══ Texto selecionado ══
De toda a forma, somos todos bombardeados pelo terror tornado epidêmico e mundial. Na realidade, o ataque às torres gêmeas de 11/09/2001 impôs uma marca: no século 21, não há lugar seguro e a guerra fria se tornou horror real nas ruas, espalhado geograficamente e atingindo pessoas aleatoriamente. Ainda assim, julho de 2016 foi um mês especialmente dramático. Não é à toa que haja uma grande preocupação com os Jogos Olímpicos que começarão no próximo dia 5, no Rio de Janeiro.

Neste texto, gostaria de evidenciar um dos tantos aspectos envolvidos: a super-exposição do terror na mídia e seus possíveis efeitos psicológicos.

No dia 17/07/ o Editor Chefe da Folha de São Paulo, Sérgio Dávila, escreveu uma coluna chamada “Cobertura sobre atentado deve causar choque e repulsa”. Com a autoridade de quem cobriu a guerra do Iraque, ele defende a disponibilização, por parte da Folha, de um vídeo mostrando de perto e em tempo real os resultados do atendado em Nice, no qual 84 pessoas morreram, atropeladas por um caminhão. A Folha havia sido criticada por disponibilizar imagens fortíssimas de feridos e mortos e o Editor sustentou a posição do jornal com dois argumentos: em primeiro lugar, o vídeo não era exposto a qualquer um, mas requeria uma série de opções que indicavam conhecimento e interesse consciente sobre aquele conteúdo; em segundo, ele argumentava que era preciso expor o terror em sua crueza absoluta para que seja gerada a repulsa que ele requer. É uma forma de dizer: não é um filme, não é um game, não é bonito; é horror, dor e morte de pessoas que poderiam (poderemos) ser nós mesmos e pessoas que nos são queridas.
═══
══ Amostra de registros ══
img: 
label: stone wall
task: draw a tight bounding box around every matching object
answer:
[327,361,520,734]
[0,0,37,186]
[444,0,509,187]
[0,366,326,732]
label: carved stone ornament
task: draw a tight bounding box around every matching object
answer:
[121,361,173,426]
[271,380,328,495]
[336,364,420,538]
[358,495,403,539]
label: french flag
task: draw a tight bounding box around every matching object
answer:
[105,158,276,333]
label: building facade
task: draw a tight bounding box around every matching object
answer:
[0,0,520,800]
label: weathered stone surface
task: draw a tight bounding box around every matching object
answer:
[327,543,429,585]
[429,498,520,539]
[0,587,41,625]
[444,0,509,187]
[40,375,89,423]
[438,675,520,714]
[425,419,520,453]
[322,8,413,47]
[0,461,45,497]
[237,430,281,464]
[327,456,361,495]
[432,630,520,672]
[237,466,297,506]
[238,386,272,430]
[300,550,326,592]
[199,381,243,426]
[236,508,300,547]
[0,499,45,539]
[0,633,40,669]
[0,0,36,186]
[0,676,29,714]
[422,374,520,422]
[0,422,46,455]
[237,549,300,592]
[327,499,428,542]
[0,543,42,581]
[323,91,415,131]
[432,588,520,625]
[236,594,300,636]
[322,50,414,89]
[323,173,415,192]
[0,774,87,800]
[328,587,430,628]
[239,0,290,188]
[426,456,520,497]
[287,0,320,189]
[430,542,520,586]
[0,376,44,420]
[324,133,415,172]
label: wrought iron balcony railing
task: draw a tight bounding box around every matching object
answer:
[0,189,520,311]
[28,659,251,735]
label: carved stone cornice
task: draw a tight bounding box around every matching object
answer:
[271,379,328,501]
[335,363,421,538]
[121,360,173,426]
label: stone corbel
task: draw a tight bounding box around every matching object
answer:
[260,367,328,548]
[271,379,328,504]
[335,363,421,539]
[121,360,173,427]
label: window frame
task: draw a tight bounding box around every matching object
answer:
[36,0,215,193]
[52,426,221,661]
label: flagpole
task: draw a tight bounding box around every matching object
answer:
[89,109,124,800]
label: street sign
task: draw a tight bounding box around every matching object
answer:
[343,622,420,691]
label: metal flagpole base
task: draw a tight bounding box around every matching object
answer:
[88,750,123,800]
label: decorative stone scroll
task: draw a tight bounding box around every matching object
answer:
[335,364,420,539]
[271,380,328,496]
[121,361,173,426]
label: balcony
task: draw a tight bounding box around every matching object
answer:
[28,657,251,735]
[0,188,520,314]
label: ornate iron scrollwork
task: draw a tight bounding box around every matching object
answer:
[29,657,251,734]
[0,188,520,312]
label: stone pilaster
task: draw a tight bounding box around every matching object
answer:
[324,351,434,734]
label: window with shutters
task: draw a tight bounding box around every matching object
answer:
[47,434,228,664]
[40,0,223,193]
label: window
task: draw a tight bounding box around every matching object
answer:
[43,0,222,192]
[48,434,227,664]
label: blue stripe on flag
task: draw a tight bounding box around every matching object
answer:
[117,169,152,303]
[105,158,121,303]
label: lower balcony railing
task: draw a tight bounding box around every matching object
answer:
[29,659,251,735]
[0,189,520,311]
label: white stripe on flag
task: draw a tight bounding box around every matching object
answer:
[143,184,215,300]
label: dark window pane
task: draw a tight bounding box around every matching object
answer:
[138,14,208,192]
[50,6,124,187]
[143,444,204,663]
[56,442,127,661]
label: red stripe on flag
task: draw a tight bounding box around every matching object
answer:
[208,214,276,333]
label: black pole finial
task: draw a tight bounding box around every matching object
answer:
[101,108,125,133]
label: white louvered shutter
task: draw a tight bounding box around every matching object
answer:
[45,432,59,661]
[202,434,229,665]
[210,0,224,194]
═══
▶ [Atividades]
• a. Traduza para o inglês a frase "Ainda assim, julho de 2016 foi um mês especialmente dramático.", do texto sobre o terror na mídia.
• b. Edite o trecho do texto sobre o terror na mídia entre "De toda a forma, somos" e "possíveis efeitos psicológicos.", inclusive, trocando "epidêmico" por "pandêmico".
• c. Prossiga com o texto sobre o terror na mídia a partir do ponto em que ele termina.

▶ [Respostas fornecidas]
• a. Even so, July 2016 was an especially dramatic month.

• b.
De toda a forma, somos todos bombardeados pelo terror tornado pandêmico e mundial. Na realidade, o ataque às torres gêmeas de 11/09/2001 impôs uma marca: no século 21, não há lugar seguro e a guerra fria se tornou horror real nas ruas, espalhado geograficamente e atingindo pessoas aleatoriamente. Ainda assim, julho de 2016 foi um mês especialmente dramático. Não é à toa que haja uma grande preocupação com os Jogos Olímpicos que começarão no próximo dia 5, no Rio de Janeiro.

Neste texto, gostaria de evidenciar um dos tantos aspectos envolvidos: a super-exposição do terror na mídia e seus possíveis efeitos psicológicos.

• c.
Como todos já sabemos, nosso excesso de acesso é tal, que vai se formando uma saturação na condição de percepção. Já não somos capazes de discernir, identificar e, mesmo, ser afetados pela massa de estímulos que se impõe a nós. Tudo fica nebuloso e chapado, como na célebre “cegueira branca”, do livro Ensaio sobre cegueira (1995), de José Saramago. Como chegar ao receptor? Como atravessar a casca protetora de entorpecimento e toca-lo? A resposta da Folha, neste caso, foi expor o horror crú. Faz sentido.

Mas a contrapartida disto é justamente a extensão do campo do representável. As imagens são reais, o que lhes dá muita força, mas elas entram na fluxo de informações e representações. Dois riscos derivam disto. O primeiro, é mesmo tornar imagens do terror banais, fazendo com que sua exposição, ao longo do tempo, perca a potência de mobilização.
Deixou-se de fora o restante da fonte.